--- SOURCE INFORMATION Enclosed Below ---
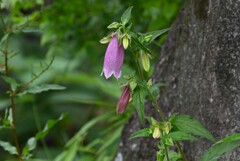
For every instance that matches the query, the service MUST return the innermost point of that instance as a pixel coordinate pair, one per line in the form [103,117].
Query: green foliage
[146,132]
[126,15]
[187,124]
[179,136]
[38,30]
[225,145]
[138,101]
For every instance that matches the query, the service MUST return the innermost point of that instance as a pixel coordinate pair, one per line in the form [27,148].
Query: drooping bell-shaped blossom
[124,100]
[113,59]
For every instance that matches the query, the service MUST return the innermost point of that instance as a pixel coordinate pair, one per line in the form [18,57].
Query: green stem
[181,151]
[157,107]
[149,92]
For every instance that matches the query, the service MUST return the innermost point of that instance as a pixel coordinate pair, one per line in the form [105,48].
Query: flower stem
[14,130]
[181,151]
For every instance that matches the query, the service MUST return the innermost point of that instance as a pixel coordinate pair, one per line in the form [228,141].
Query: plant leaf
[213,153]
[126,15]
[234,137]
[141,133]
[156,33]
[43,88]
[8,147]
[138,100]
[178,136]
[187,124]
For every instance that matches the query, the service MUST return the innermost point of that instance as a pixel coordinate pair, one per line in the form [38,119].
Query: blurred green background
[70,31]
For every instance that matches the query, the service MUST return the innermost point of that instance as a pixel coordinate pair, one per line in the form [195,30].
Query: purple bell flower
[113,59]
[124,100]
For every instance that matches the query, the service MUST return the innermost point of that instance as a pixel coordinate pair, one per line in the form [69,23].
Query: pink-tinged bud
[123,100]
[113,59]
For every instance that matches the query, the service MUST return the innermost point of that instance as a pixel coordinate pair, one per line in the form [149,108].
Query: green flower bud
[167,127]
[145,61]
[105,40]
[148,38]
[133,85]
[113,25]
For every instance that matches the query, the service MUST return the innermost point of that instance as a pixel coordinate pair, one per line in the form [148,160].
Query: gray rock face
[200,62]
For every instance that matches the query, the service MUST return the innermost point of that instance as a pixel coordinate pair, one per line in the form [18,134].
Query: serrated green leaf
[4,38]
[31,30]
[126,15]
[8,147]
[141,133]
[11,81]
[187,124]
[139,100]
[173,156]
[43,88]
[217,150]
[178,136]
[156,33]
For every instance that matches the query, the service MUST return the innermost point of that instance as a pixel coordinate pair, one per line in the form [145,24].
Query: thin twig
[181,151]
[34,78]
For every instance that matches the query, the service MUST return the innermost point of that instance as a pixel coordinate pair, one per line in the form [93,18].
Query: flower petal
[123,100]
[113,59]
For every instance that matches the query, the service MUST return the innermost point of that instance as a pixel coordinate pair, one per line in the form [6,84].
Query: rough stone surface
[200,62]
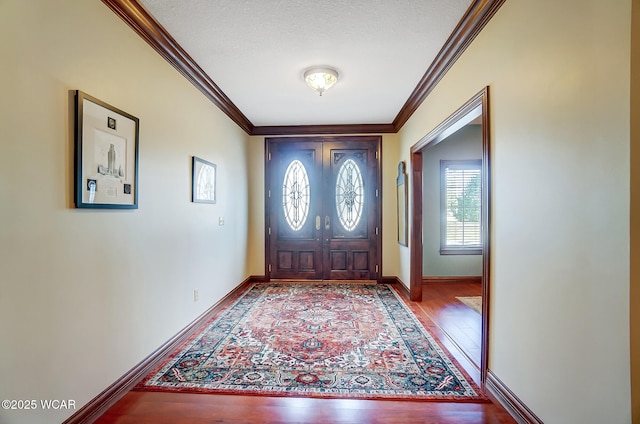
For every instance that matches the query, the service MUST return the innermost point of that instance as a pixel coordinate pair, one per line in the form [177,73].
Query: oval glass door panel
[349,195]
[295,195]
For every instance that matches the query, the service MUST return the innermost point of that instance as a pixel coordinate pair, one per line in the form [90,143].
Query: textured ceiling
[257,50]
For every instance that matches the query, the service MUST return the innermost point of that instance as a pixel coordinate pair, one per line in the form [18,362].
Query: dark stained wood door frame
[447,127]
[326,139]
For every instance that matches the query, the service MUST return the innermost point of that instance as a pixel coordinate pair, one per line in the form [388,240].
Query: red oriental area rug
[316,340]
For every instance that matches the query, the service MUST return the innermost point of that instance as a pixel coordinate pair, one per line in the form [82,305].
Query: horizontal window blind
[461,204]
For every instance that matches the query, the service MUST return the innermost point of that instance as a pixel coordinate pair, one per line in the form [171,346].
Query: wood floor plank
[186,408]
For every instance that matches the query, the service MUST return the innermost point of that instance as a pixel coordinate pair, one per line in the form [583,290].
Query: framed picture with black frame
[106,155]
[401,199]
--- End of Enclosed SOURCE INFORMATION ---
PROBLEM DESCRIPTION
Restate word for word the lines from the line containing "the form [171,346]." through the last line of the listing, inclusive, and nothing beyond them.

ANSWER AREA
For every instance that matches the query, the service MUST return the innermost point of that instance as a pixel coordinate pair, one per line in the form [171,346].
Query: wood floor plank
[186,408]
For every instance that matches the query, the service MUST return the innermost point of that instance as a pixel coordinate pair, one per line in the form [583,290].
Query: framed picture with black frame
[106,155]
[401,199]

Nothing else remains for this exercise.